◆ Request:
Would it be possible to quote, exactly and in full, the lines from the one with "Target: blue sign with text" through the end of the entries below?

(Raw records)
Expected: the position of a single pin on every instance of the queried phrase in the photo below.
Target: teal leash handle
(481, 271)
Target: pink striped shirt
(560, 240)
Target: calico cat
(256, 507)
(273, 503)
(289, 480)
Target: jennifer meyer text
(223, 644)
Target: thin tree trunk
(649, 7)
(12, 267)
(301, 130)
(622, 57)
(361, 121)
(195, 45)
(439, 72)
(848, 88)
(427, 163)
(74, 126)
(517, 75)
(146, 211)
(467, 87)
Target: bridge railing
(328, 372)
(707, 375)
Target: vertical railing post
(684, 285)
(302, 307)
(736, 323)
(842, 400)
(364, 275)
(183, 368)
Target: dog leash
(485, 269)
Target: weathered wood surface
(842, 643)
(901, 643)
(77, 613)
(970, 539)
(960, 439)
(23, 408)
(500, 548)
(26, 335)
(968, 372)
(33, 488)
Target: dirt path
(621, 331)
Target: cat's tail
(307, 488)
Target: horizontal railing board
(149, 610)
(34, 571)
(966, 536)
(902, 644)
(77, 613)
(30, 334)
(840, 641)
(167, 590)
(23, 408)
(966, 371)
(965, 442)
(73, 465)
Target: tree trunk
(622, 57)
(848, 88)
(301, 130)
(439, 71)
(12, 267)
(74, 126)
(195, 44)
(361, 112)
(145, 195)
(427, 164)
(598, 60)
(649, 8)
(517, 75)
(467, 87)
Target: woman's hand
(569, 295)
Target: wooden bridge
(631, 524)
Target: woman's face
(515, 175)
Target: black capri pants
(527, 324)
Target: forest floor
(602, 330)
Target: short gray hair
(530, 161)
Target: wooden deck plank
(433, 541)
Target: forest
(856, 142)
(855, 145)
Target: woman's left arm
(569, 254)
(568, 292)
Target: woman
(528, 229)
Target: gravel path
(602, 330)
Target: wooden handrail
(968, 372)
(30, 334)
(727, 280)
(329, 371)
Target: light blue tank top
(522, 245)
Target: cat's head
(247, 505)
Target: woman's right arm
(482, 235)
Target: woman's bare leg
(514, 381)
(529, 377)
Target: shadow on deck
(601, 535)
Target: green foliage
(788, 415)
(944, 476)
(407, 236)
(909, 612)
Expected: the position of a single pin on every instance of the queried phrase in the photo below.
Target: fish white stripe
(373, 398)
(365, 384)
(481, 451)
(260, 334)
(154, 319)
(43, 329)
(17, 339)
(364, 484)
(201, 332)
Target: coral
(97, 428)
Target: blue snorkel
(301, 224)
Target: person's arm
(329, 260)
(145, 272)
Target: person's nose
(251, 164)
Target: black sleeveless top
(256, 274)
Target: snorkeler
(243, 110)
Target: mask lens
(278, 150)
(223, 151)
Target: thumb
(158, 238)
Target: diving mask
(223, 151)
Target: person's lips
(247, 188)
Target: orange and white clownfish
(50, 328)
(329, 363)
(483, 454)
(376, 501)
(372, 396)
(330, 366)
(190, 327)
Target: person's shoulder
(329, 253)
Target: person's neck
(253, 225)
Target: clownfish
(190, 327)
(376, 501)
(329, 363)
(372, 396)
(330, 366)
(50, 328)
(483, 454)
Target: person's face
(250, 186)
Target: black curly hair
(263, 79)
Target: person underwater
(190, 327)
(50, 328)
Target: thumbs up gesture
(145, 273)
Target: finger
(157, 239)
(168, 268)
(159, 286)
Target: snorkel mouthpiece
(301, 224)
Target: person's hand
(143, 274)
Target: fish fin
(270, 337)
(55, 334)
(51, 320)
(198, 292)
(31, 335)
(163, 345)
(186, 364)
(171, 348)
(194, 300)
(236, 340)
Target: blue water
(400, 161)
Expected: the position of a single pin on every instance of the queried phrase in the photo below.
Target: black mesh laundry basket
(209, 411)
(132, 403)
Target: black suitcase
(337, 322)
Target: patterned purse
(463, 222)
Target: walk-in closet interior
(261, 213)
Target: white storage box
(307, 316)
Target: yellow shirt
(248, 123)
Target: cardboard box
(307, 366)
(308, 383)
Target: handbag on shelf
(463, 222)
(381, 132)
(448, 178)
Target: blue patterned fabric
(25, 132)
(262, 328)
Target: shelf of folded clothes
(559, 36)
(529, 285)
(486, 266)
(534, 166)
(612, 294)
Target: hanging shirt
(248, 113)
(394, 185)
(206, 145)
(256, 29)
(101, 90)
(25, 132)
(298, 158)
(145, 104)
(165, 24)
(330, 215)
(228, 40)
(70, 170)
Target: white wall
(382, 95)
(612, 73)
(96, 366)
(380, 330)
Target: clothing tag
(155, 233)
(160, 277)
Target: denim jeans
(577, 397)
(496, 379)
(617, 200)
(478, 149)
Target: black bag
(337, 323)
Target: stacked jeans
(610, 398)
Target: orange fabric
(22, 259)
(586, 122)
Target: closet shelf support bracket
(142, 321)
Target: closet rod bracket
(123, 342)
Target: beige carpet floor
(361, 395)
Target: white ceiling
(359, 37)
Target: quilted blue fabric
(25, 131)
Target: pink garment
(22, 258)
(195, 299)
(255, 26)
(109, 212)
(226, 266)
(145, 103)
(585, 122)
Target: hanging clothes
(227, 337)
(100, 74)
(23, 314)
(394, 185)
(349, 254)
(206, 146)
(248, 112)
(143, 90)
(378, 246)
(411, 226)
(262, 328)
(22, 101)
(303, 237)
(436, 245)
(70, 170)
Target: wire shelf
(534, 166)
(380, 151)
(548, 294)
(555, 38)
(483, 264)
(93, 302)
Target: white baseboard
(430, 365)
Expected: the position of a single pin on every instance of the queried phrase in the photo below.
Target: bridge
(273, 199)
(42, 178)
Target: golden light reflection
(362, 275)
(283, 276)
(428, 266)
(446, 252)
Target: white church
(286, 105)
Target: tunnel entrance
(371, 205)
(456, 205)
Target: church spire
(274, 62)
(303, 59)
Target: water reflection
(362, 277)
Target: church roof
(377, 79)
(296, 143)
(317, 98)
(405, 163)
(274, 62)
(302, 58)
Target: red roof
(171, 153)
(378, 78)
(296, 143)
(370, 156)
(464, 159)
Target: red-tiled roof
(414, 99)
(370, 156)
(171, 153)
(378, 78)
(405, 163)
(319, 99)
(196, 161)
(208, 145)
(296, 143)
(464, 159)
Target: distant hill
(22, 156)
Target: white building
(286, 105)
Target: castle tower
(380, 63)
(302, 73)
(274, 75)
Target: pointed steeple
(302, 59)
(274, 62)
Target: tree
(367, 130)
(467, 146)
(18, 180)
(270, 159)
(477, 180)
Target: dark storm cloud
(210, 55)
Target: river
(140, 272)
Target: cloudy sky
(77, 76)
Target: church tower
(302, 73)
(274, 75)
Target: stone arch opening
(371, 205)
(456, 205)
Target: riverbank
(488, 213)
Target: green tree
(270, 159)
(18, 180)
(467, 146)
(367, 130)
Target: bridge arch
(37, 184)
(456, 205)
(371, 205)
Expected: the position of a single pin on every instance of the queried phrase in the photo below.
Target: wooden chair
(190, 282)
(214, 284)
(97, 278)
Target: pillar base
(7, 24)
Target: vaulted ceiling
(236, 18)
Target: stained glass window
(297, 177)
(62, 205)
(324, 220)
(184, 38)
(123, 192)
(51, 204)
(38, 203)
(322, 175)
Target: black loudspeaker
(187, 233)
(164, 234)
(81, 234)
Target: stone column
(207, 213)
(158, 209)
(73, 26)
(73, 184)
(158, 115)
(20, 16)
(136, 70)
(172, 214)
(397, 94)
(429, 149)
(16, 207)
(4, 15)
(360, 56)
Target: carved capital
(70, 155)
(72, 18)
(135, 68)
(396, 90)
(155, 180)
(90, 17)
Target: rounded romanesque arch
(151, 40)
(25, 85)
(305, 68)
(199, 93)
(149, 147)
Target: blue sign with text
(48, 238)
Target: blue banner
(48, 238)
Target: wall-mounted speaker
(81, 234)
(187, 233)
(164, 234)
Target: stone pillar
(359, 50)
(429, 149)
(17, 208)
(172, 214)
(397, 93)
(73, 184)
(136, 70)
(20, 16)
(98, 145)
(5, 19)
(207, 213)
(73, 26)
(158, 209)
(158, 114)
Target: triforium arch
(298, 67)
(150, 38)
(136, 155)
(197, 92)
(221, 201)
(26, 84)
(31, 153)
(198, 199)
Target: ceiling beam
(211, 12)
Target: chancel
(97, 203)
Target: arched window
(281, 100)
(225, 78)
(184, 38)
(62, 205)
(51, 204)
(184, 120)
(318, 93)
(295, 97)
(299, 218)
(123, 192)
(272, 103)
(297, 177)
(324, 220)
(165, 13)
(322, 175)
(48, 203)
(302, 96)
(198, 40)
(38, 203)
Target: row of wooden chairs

◆ Written solution:
Target: blue sign with text
(48, 238)
Target: blue banner
(48, 238)
Target: wall-mounted speaker
(81, 234)
(187, 233)
(164, 234)
Target: stone pillar
(359, 50)
(429, 149)
(17, 208)
(172, 214)
(397, 93)
(73, 184)
(136, 70)
(20, 16)
(98, 145)
(5, 19)
(207, 213)
(73, 26)
(158, 209)
(158, 114)
Target: triforium arch
(298, 67)
(150, 38)
(136, 155)
(197, 92)
(221, 201)
(26, 84)
(31, 153)
(198, 199)
Target: ceiling beam
(211, 12)
Target: chancel
(97, 203)
Target: arched window
(281, 100)
(225, 78)
(184, 38)
(62, 205)
(51, 204)
(184, 120)
(318, 93)
(295, 97)
(299, 218)
(123, 192)
(272, 103)
(297, 177)
(324, 220)
(165, 13)
(322, 175)
(48, 203)
(302, 96)
(198, 40)
(38, 203)
Target: row of wooden chairs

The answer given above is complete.